Les tâches:
[A] Répondez à ces questions sur la soirée des Sceptiques du Québec :
(i) Pour la combientième fois Michel Toulouse anime-t-il l'encan cette année ?
(ii) Quel jour, à quelle heure et où se tiendra l'assemblée générale annuelle ?
(iii) Avant quelle date faut-il soumettre une proposition à voter à l'assemblée générale ?
[B] Poursuivez le texte sur la soirée des Sceptiques du Québec à partir de sa dernière phrase.

Extrait:
*****
LES SCEPTIQUES DU QUÉBEC

Conférence

Conférence du mercredi 13 décembre 2006

Programme triple : Prix Sceptiques / Encan / Paradoxes

par F. Benny / M. Toulouse / L. Dubé

Texte annonçant la soirée

Cette soirée, en trois parties, se déroula sous le signe de l'humour :

1. Vote sur les prix Sceptique et Fosse Sceptique 2006

par François Benny

Contrairement aux années précédentes, le deuxième tour de vote pour déterminer les gagnants de ces prix se fera à cette soirée du 13 décembre. Les membres présents pourront voter pour l'un des deux candidats — pour chaque prix — qui auront été choisis au premier tour.

2. Paradoxes logiques

par Louis Dubé

Pendant le compte des votes, on vous présentera des paradoxes confondants liés au scepticisme. Les tenants du paranormal s'en servent parfois pour tenter de nous dérouter. Mieux vaut bien les connaître !

3. Encan d'objets ésotériques

par Michel Toulouse

En deuxième partie de cette soirée, nous tiendrons le populaire encan humoristique du temps des Fêtes. Michel Toulouse, concepteur et fabricant des objets mis en vente, animera la vente aux enchères pour la dixième fois cette année ! Il tente d'illustrer avec un humour toujours subtil, et parfois mordant, certaines thèses paranormales logiquement impensables ou physiquement impossibles. Il le fait en nous proposant des articles surprenants pour faire fuir (ou attirer!) esprits, fantômes, lutins et ovnis.

Si vous avez des objets des encans précédents dont les pouvoirs paranormaux auraient diminué, vous pouvez les rapporter le 13 décembre pour les réactiver et les remettre en vente.

Ce compte-rendu décrira les parties 1 et 3, avant de résumer la deuxième partie.

 


 

Annonces

François Filiatrault, l’animateur des soirées sceptiques, en récapitule les objectifs : développer l’esprit critique et cultiver un doute constructif qui permet une connaissance fondée dans la réalité.

Puis, il nous fait part de la récente parution du dernier numéro du Québec sceptique, rempli d’articles aussi instructifs que captivants, en plus de contenir un résumé de conférences récentes. Il ajoute que les membres vont recevoir une convocation à l’assemblée générale annuelle, qui aura lieu le dimanche 18 février à 14 heures au Centre St-Pierre. Il rappelle que ceux qui désirent soumettre une proposition demandant le vote à l’assemblée générale devront le faire avant le 31 décembre 2006. Il mentionne aussi qu’on recherche toujours des idées originales pour les célébrations du 20e anniversaire de la fondation de l’organisme. Tous sont bienvenus à soumettre leurs idées à un membre du conseil.
*****
Matériel:
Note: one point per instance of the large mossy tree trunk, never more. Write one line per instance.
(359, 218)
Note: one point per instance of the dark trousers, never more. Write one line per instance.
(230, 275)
*****
Les réponses:
[A]
(i) Pour la dixième fois.
(ii) Le dimanche 18 février, à 14 heures, au Centre St-Pierre.
(iii) Avant le 31 décembre 2006.

[B]
Actualités

L’animateur propose à notre réflexion quelques chiffres, tirés du Devoir, sur le livre le plus vendu – la Bible – sous la rubrique le « marketing de la parole de Dieu ». La Bible s’est vendue à 47,200 exemplaires français au Canada en 2005-2006, 114,000 en anglais et 23,000 en d’autres langues. Elle a été publiée en 120 langues au Canada, dont 23 autochtones. Aux États-Unis, les ventes se montent à 25 millions de copies en 2005, soit deux fois plus que le dernier Harry Potter, fait remarquer notre animateur. Les Bibles sont astucieusement adaptées à toutes sortes de sous-groupes : surfeurs, couples, cow-boys… Et, depuis Gutenberg, la Bible aurait été traduite en pas moins de 2400 langues ! Nous voilà bien renseignés sur la prétention à l’universalité du message biblique.

Filiatrault poursuit avec la présentation d’un livre au discours opposé au précédent : L’esprit de l’athéisme d’André Comte-Sponville, sous-titre : Introduction à une spiritualité sans Dieu. Il nous en donne un aperçu. Sponville explique pourquoi il est athée, car il croit que Dieu n’existe pas. Quelqu’un qui serait certain que Dieu n’existe pas serait, selon Sponville, un imbécile. Pourtant, il ne se dit pas agnostique. Il aborde les questions suivantes : Peut-on se passer de religion ? Dieu existe-t-il ? Quelle spiritualité pour les athées ? La vraie morale est peut-être celle que nous nous donnons sans avoir besoin de cette béquille céleste, paraphrase notre animateur.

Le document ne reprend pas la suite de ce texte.